All of which are either really cool, really usable, or both.

Unfortunately, Dreams of Ruin is not like this all the way through. The Forest of Woe is an act of primal malice, rolling down from antiquity with glacial inevitability, but Dreams of Ruin consistently presents it in a really fussy, actuarial manner. It spends many pages discussing ways to deal with the ever-expanding forest, but does so with charts like this:

Yes, it has a column for how much volume your Divine Ichor source is outputting. This is the key frustration of Dreams of Ruin–it has things like using fountains of god-gore to sanctify and destroy a cursed forest (COOL), but then requires the use of lots and lots of fussy math and book-keeping (NOT COOL).

One of the most egregious examples of this is research. Players can learn more about the Forest and how to fight it or use it by investing in research laboratories. An example project is researching spores–to do so, players must build a device to trap the spores in a Temporal Stasis bubble that still allows researcher to magically probe it. To construct this device, players must spend 2.5 million gold pieces and have access to the spells Arcane eye, chain lightning, continual light, dispel magic, ESP, floating disc, maze, limited wish, magic aura, prismatic sphere, secret chest, telekinesis, permanency, imprisonment, spiritwrath, and identify.

Recorded information —
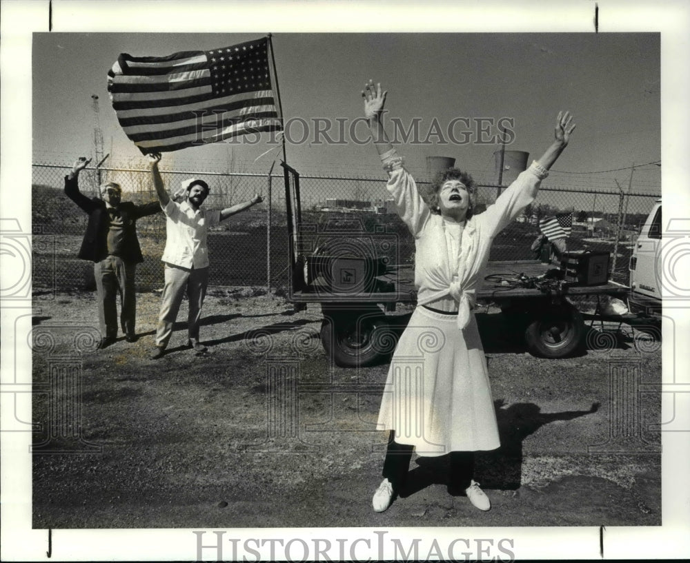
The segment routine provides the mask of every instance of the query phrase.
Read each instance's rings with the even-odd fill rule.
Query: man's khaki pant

Exercises to complete —
- A) From the Dreams of Ruin review, reproduce word for word the part that opens with the words containing "Yes, it has" and closes with "book-keeping (NOT COOL).".
- B) In the Dreams of Ruin review, how much gold must players spend to build the device that traps spores for research?
- C) Pick up the Dreams of Ruin review after its last sentence and write the next part.

Answers by task —
- A)
Yes, it has a column for how much volume your Divine Ichor source is outputting. This is the key frustration of Dreams of Ruin–it has things like using fountains of god-gore to sanctify and destroy a cursed forest (COOL), but then requires the use of lots and lots of fussy math and book-keeping (NOT COOL).

- B) 2.5 million gold pieces.

- C)
This is just way, way, way too much. Every single topic of the Forest, from the different kinds of creatures to the trees to the spores to its various magical effects, has its own set of required spells and a lengthy explanation of how the lab works. On top of that, players must choose if they are conducting Arcane, Divine, or Druidic research, each of which yields different discoveries. The discoveries themselves aren’t that helpful—much of the time the DM has to decide how these revealed bits of knowledge are actually helpful, which is barely more useful than not putting them in the book at all. To compound all of this, the Forest itself has its own complex lifecycle of shedding monsters and spreading at various speeds, so the DM and players have to figure out how much research they can get done before the situation gets worse.

The methods of confronting the forest are equally complex–aside from the infinite holy water fountain table, there’s charts on how many Geases clerics and magic-users of various levels can cast per day to create an authoritarian society immune from the stultifying effects of the Forest, and tables that enumerate the percent reduction of productivity when a society uses various means to inoculate itself agains the Forest’s curse.

Everything is just this huge tangle of complicated timelines and rules and costs, not only constrained by the elaborate and interconnected schedules of research periods and Forest growth but occluded by huge amounts of information that isn’t of obvious use to DM or player.

I’m also not a huge fan of the way magic is presented in this game. Grabowski took all of the magic rules as written in Labyrinth Lord at perfect face value and then extrapolated them until he reached a sort of Vancian industrial age. It’s interesting, but requires a very deep knowledge of Dungeons and Dragons and doesn’t really allow for many other conceptions of the supernatural. DoR includes suggestions on what to do if the game is taking place in a low magic setting, but in games with a more fairy tale or mystical flavor, much of DoR doesn’t really work.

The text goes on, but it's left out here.